_Liste des tâches_.
[a] Indiquez par oui ou non si chaque énoncé concorde avec le texte fourni, en citant mot pour mot le passage qui tranche : (i) s’intéresser aux questions de pouvoir, de privilège et d’oppression exige du temps ; (ii) seuls les animatrices et animateurs craignent de provoquer des conflits ; (iii) la culpabilité est donnée en exemple des réactions suscitées par l’anti-oppression.
[b] D’après le texte fourni, qu’est-ce qui peut être source de discorde ?
=== Texte fourni ===
Cette étude de cas illustre le défi d’offrir aux jeunes l’occasion de développer une sensibilité anti-oppression. Le cas présente notamment les défis suivants : les politiques identitaires peuvent être source de discorde; se pencher sur des questions de pouvoir, de privilège et d’oppression requiert du temps, une ressource bien limitée; l’anti-oppression nous sort de notre zone de confort et provoque souvent des réactions (ex : la culpabilité) et de la résistance; et les participantes et participants, ainsi que les animatrices et animateurs, ont souvent peur de provoquer des conflits.
=== Entrées fournies ===
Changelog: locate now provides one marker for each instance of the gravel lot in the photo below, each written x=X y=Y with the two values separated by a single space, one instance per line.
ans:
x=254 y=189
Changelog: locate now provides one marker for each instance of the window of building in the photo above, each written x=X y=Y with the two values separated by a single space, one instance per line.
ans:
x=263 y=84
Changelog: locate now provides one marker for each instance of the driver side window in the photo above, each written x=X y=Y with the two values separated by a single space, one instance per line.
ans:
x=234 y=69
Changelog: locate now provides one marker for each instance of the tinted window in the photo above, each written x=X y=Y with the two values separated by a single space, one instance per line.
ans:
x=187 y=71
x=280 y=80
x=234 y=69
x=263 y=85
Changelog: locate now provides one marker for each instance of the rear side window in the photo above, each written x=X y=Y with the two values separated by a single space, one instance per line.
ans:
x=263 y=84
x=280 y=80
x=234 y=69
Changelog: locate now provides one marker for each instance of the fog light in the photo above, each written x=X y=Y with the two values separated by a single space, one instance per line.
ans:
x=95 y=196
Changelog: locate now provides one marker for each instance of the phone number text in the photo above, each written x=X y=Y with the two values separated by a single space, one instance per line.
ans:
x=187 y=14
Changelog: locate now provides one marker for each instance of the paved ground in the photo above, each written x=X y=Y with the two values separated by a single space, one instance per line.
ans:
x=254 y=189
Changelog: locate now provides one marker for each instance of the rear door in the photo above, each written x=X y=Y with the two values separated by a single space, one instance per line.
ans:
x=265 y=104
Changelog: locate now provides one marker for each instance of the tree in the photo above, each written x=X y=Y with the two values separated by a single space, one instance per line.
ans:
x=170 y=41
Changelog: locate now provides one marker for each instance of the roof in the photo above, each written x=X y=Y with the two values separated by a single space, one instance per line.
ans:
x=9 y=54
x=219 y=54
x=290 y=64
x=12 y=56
===
_Résultats par tâche_.
[a]
(i) Oui : « se pencher sur des questions de pouvoir, de privilège et d’oppression requiert du temps, une ressource bien limitée »
(ii) Non : « les participantes et participants, ainsi que les animatrices et animateurs, ont souvent peur de provoquer des conflits »
(iii) Oui : « provoque souvent des réactions (ex : la culpabilité) »

[b] Les politiques identitaires.